EXTRACT
And the community’s political gains continued in 2009 when Annise Parker became the first openly lesbian candidate elected as mayor of Houston.
In 2009, six years before the U.S. Supreme Court’s ruling on marriage equality, a Texas district judge granted a divorce to men who had been married in Massachusetts, even though Texas law prohibited recognition of same-sex unions performed in other jurisdictions.
The community’s political strength increased in 2012 when the Texas Democratic Party became the first Southern party to support same-sex marriage as part of its platform. And of course the U.S. Supreme Court’s June 25, 2015, ruling in Obergefell v. Hodges, striking down all state bans on same-sex marriage, was one of the LGBTQ community’s big victories in history, as was the court’s June 2020 ruling in Bostick v. Clayton County, which outlawed anti-LGBTQ discrimination in employment.
Even with these historic victories, the fight for equality continues, as we see numerous efforts around the country, predominately in Republican-held states, to undermine and restrict the rights of the LGBTQ+ community.

[Recorded data]
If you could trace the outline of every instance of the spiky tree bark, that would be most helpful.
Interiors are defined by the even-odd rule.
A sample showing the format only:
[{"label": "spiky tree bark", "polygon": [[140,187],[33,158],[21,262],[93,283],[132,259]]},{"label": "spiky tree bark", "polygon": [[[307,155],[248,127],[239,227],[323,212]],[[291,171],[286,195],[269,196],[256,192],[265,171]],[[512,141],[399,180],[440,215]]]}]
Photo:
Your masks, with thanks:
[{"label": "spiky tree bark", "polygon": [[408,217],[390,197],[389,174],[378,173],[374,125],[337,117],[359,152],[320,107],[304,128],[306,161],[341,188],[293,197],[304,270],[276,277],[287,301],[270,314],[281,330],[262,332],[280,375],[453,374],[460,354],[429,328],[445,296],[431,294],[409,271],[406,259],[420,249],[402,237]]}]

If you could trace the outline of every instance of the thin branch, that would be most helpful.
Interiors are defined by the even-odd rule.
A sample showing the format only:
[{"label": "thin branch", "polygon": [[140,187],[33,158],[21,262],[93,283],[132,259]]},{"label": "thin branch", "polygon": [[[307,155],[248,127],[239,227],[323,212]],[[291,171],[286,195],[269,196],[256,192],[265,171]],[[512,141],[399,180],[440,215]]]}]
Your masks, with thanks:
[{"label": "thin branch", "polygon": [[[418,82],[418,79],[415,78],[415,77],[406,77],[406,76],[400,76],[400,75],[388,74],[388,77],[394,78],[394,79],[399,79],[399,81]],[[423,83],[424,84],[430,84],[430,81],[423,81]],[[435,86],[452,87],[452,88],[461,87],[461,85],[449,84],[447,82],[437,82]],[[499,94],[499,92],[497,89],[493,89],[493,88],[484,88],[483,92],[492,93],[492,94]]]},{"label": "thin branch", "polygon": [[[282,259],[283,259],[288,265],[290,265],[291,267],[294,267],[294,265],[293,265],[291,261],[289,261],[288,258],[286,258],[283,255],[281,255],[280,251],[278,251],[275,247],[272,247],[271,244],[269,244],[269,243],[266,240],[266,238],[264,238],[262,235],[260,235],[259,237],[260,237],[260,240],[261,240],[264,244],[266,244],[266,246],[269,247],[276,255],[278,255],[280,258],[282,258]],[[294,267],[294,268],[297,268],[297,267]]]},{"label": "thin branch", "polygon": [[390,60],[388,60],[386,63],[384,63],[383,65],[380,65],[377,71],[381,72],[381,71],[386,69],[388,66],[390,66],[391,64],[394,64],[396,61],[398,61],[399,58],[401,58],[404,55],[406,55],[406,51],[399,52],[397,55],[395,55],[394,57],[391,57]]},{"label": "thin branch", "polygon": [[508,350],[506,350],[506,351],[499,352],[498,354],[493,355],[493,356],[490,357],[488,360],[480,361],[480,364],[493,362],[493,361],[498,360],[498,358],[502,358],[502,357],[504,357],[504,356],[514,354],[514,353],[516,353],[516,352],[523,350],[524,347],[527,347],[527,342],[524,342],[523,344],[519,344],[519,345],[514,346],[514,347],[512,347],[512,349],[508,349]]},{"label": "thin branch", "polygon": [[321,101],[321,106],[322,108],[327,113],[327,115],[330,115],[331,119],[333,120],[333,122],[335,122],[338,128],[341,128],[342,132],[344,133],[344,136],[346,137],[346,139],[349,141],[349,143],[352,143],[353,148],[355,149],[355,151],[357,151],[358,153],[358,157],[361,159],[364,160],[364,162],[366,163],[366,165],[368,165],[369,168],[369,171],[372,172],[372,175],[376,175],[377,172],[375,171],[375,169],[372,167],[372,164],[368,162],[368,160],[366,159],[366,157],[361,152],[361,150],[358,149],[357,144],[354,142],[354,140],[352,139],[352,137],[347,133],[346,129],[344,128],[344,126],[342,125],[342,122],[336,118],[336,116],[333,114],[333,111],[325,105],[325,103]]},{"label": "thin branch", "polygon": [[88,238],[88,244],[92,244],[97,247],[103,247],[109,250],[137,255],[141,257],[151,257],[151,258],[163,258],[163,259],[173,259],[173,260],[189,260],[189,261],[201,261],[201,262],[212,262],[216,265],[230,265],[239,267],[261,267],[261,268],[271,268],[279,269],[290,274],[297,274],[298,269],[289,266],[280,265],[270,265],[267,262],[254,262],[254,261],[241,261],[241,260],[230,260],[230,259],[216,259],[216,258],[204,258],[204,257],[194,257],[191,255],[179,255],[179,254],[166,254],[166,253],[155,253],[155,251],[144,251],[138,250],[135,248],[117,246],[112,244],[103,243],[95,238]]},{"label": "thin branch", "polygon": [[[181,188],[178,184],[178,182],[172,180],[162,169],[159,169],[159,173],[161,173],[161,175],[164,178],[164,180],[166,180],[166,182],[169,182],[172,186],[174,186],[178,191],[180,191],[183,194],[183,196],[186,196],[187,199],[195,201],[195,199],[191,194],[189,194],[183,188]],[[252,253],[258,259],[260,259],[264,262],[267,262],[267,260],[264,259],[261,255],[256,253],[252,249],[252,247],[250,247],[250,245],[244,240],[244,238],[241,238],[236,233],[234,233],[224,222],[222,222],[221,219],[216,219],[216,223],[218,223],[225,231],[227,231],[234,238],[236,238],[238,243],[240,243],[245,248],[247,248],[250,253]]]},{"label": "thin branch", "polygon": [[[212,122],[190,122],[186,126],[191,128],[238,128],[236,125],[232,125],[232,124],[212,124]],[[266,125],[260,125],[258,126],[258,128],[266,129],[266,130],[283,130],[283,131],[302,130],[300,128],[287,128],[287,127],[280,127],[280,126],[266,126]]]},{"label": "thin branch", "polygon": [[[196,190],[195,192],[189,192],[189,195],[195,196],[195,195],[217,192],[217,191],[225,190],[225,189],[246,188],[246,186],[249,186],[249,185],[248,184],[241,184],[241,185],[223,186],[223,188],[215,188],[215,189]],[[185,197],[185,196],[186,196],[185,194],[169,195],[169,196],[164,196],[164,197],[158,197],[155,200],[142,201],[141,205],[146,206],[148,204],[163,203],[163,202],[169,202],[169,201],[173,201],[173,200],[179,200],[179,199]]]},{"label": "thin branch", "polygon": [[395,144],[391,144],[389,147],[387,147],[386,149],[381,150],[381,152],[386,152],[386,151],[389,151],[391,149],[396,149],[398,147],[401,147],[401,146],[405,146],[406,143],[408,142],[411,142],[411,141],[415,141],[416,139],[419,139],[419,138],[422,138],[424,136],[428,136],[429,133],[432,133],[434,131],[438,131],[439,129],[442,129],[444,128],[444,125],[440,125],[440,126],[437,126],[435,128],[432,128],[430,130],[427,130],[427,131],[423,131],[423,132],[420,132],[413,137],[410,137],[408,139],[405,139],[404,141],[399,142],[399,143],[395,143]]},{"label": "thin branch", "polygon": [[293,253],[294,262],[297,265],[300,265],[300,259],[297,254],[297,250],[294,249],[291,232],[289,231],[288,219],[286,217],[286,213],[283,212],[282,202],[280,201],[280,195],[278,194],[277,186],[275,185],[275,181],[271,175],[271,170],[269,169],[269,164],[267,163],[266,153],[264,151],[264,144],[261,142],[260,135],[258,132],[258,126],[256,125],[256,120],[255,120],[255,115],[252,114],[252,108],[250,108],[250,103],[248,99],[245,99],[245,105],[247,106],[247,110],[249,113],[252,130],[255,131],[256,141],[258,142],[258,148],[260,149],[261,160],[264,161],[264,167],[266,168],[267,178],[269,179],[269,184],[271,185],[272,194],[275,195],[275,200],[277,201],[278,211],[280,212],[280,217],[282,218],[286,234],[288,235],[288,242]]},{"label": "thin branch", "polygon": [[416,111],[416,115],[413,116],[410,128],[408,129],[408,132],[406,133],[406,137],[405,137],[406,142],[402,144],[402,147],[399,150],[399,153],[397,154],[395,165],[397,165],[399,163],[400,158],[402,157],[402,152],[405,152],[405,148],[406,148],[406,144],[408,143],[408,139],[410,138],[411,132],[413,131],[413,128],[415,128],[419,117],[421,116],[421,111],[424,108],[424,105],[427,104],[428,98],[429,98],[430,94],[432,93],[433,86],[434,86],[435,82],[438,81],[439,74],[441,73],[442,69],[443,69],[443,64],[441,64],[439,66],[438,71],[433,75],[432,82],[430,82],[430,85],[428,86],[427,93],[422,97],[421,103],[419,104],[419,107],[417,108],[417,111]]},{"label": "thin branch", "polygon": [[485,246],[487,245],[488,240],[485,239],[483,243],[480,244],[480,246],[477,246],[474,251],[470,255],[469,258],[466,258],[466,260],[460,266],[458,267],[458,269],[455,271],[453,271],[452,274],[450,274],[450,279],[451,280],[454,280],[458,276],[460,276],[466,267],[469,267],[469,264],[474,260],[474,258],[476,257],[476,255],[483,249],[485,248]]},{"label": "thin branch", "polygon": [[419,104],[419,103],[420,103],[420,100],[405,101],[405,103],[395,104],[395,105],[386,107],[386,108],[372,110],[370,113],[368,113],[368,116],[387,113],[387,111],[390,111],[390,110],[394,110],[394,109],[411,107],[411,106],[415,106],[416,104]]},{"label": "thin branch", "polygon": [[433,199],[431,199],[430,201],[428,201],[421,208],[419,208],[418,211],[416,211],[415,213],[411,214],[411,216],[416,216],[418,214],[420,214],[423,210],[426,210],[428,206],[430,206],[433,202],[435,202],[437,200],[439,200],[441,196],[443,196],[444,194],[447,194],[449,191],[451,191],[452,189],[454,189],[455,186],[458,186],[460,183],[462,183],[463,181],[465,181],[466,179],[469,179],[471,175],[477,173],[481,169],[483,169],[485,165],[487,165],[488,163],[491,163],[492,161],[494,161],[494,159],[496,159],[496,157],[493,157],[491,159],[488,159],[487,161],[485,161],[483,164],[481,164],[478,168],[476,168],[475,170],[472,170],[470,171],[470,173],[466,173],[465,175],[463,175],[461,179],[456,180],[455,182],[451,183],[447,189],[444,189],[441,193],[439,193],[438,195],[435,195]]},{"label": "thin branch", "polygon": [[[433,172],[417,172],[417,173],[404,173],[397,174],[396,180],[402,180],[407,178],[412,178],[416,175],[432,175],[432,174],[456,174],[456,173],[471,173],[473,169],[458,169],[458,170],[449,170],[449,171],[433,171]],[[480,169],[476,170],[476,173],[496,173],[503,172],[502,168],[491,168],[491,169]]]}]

WHAT TO DO
a) Answer these questions using the passage on LGBTQ political history in Texas:
(i) In what year was Annise Parker elected mayor of Houston?
(ii) In which state had the men granted a divorce by a Texas district judge been married?
(iii) Which party became the first Southern party to back same-sex marriage in its platform, and in what year?
b) Continue the passage on LGBTQ political history in Texas, picking up after its final sentence.

ANSWERS TO THE EXERCISES
a)
(i) 2009
(ii) Massachusetts
(iii) The Texas Democratic Party, in 2012

b)
It should come as no surprise that the Texas Legislature in 2021 introduced more than 20 anti-LGBTQ bills, more than any other state. These include Bill 29, which had it passed would have forced student athletes to play on sports teams based on their biological sex instead of their gender identity. House Bill 1399 would have banned doctors from providing gender-affirming health care to transgender children as would have Senate Bill 1311. Both of these bills, thankfully, also failed.
And then there was Senate Bill 1646, which would have made parents “child abusers” for consenting to gender-affirming care for their child and would have allowed CPS to remove those children from their parents’ custody. That, too, failed.
Now more than ever, we must be vigilant and continue our fight for equality, because the loss of our rights is always just one vote away. So, whether you are a member of the LGBTQ community or an ally of the community, you must take action and make your voice heard.